Description of the task
Provide the count of lines below that include the word "side", without any accompanying remarks.

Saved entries
◇ ◇ ◇ ◇

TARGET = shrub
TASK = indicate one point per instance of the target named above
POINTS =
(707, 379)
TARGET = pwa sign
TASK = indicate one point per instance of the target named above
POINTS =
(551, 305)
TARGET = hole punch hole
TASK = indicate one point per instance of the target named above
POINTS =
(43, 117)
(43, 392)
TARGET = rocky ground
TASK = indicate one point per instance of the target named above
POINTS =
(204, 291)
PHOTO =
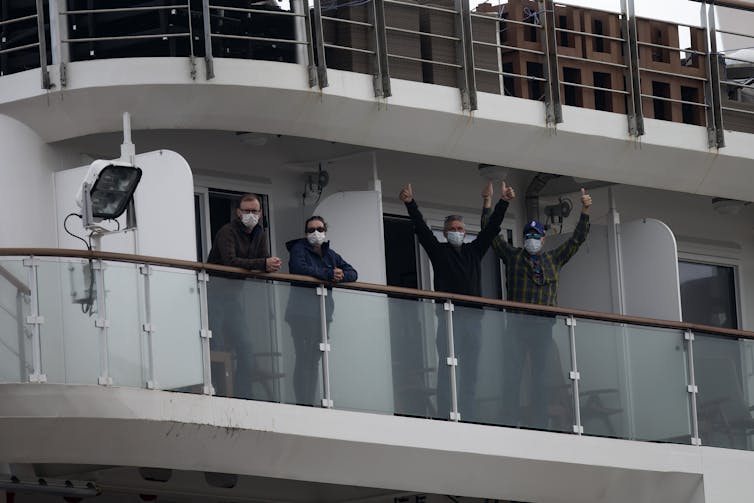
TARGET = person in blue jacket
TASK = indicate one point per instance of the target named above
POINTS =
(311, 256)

◇ ◇ ◇ ◇

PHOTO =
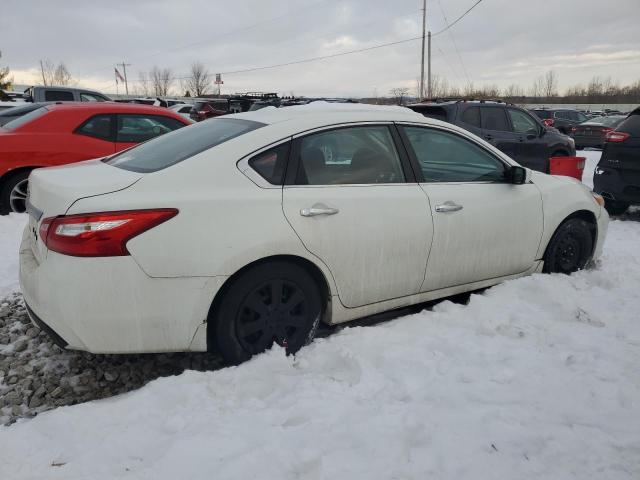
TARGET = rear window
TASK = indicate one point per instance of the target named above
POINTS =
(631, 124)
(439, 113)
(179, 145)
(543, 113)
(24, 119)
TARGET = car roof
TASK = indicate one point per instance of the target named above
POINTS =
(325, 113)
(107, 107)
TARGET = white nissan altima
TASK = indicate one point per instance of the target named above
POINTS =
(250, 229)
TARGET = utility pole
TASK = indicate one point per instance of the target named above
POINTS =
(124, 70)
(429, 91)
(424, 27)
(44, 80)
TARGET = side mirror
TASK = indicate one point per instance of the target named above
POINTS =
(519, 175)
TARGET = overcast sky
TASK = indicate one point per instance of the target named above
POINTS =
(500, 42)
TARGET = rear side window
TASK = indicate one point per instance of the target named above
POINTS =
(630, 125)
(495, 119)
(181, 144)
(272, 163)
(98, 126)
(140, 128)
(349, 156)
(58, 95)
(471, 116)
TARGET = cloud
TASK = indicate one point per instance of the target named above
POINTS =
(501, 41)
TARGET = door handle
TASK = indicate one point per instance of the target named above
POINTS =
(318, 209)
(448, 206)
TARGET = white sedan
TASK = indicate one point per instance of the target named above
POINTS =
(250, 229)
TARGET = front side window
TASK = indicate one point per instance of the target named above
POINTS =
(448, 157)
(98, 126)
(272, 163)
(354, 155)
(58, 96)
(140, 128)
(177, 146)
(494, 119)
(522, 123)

◇ ◇ ◇ ◇

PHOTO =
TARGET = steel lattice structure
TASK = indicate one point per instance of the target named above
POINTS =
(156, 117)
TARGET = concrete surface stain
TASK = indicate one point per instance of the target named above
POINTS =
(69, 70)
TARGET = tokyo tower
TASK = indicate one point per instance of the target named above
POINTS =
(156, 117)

◇ ◇ ◇ ◇

Problem solution
3